Required action A> Reproduce the passage of the LLM explainer from "It’s a fancy" to "visit the moon?".
Required action B> Write the next part of the explainer on how large language models work, beginning after its final sentence.

Page extract>

>>>

LLMs Demystified

Large Language Models, or LLMs for short, have taken the world by storm. Drafting business reports, translating languages, writing code…all in one model. It’s easy to get caught up in the storm and assume LLMs are a magical black box that can do anything. This guide uncovers how LLMs work from the inside.

It’s a fancy auto-complete machine…

No matter which way you put it, LLMs are simply an auto-complete machine. That’s it. For example, complete the sentence:

The sky is...

Most people would say “blue.” This has been our childhood programming. Something we have used, learned, and heard again and again. LLMs are the same way. To get slightly technical, the LLM will ask itself, given all the previous words (“The sky is”), what word is most likely to come next? There would be a distribution of probabilities, and the highest one is chosen.

The model outputs “blue” because based on the dataset it has seen, blue is the most frequent. Much like the example above, LLMs are trained on vast databases about everything. Websites, books, research articles, and any resource a company can get their hands on. Therefore, if I ask the question:

Who was the 7th person to visit the moon?

<<<

Data provided>
>>>

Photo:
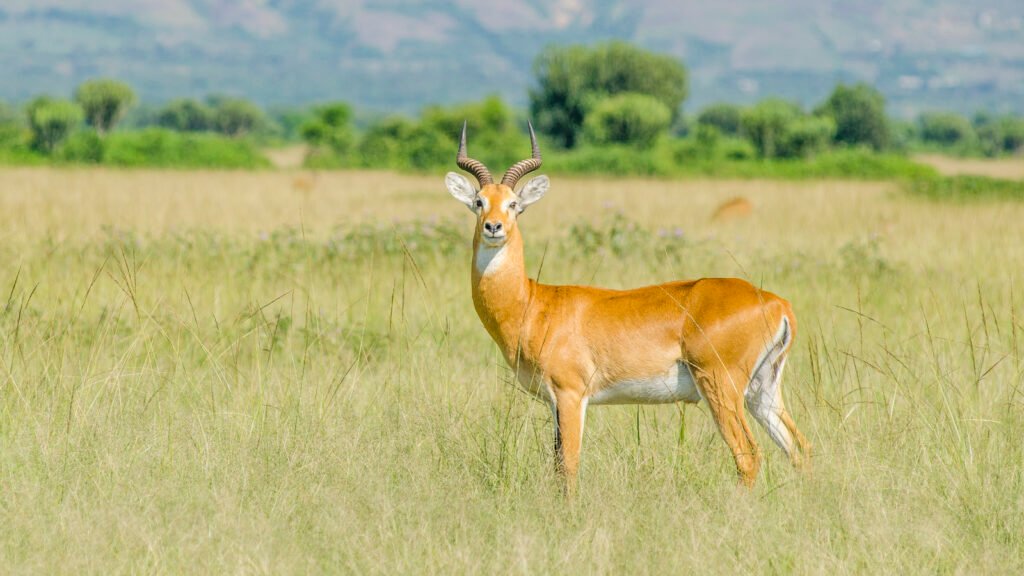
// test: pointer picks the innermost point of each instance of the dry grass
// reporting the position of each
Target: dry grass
(1009, 168)
(215, 372)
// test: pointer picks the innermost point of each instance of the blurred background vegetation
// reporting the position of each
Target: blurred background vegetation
(606, 109)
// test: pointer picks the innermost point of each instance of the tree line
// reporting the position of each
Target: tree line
(612, 95)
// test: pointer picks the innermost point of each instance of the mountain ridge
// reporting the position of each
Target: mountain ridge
(400, 55)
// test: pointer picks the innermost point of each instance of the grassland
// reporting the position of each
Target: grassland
(283, 373)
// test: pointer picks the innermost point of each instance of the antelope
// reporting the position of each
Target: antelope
(719, 339)
(732, 209)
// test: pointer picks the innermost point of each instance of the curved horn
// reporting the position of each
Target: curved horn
(522, 167)
(474, 167)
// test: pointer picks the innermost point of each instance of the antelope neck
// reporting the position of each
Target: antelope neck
(501, 289)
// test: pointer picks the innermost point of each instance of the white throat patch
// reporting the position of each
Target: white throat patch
(489, 259)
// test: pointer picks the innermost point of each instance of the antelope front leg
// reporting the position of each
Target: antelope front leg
(569, 413)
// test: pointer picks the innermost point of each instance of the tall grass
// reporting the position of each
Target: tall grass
(265, 388)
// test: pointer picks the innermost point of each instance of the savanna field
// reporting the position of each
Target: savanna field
(283, 372)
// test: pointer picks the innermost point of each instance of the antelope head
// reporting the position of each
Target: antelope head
(497, 205)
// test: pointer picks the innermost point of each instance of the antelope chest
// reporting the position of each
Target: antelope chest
(675, 384)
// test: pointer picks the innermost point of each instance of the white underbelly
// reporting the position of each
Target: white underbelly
(674, 385)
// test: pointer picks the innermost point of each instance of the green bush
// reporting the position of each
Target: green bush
(630, 119)
(724, 117)
(805, 136)
(11, 132)
(946, 129)
(621, 160)
(104, 101)
(166, 149)
(999, 135)
(84, 147)
(765, 125)
(330, 128)
(383, 146)
(51, 121)
(493, 133)
(235, 117)
(185, 115)
(859, 116)
(967, 189)
(570, 79)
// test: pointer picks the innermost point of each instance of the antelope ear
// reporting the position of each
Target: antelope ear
(534, 191)
(462, 190)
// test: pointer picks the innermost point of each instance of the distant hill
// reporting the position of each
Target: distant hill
(400, 54)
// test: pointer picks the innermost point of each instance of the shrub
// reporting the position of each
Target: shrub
(570, 79)
(162, 148)
(631, 119)
(724, 117)
(806, 135)
(999, 135)
(185, 115)
(104, 101)
(859, 115)
(235, 117)
(83, 147)
(967, 188)
(384, 142)
(495, 138)
(765, 124)
(10, 128)
(51, 121)
(330, 128)
(946, 129)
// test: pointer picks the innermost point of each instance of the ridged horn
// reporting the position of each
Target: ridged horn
(523, 167)
(474, 167)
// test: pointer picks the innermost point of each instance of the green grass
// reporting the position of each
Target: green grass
(152, 148)
(325, 399)
(666, 161)
(967, 189)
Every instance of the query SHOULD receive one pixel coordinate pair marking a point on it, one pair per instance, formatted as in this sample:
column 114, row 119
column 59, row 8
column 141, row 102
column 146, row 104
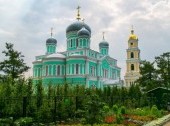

<<<

Expected answer A>
It’s a fancy auto-complete machine…

No matter which way you put it, LLMs are simply an auto-complete machine. That’s it. For example, complete the sentence:

The sky is...

Most people would say “blue.” This has been our childhood programming. Something we have used, learned, and heard again and again. LLMs are the same way. To get slightly technical, the LLM will ask itself, given all the previous words (“The sky is”), what word is most likely to come next? There would be a distribution of probabilities, and the highest one is chosen.

The model outputs “blue” because based on the dataset it has seen, blue is the most frequent. Much like the example above, LLMs are trained on vast databases about everything. Websites, books, research articles, and any resource a company can get their hands on. Therefore, if I ask the question:

Who was the 7th person to visit the moon?

Expected answer B>
You would struggle, because you weren’t “trained” on this knowledge. Though, the LLM responds with excitement “David Randolph Scott” (One word is generated at a time). Under the hood, the LLM asks itself, given the previous words, what is MOST LIKELY to be next. “David” has the highest probability. Then the auto-correct would continue. Given “Who was the 7th person to visit the moon? David”, what is the next most likely word? It would pick “Randolph”.

Every single piece of text that is generated comes down to a distribution like the one above. Notice it’s a “distribution.” This means the right answer is never guaranteed, but the word with the highest probability is. The underlying implication of this is that production use-case for LLMs should be carefully considered (more details in Hallucinations).

The power of LLM comes from that data it is trained on

An auto-complete machine seems rather simple, and limited. In fact, Language Models have been around for a while, gaining prominence in the past 5-6 years after Google released the paper Attention is All You Need. Yet looking at the performance of GPT-4, the applications are revolutionary.

The power lies in how much data the model has been trained on. OpenAI’s GPT 4 model was trained on +100 Terabytes of data! When you have seen billions of examples of math problems, research articles, translations, and everything in between, auto-completing something similar isn’t that complex. It’s a brute force approach that works.

Conclusion: LLMs boil down to statistic

That’s about as technical as we get in this series. It’s important to have a high-level foundation before we continue into the nitty gritty. Remember, LLMs are extensively trained auto-complete models, not magic.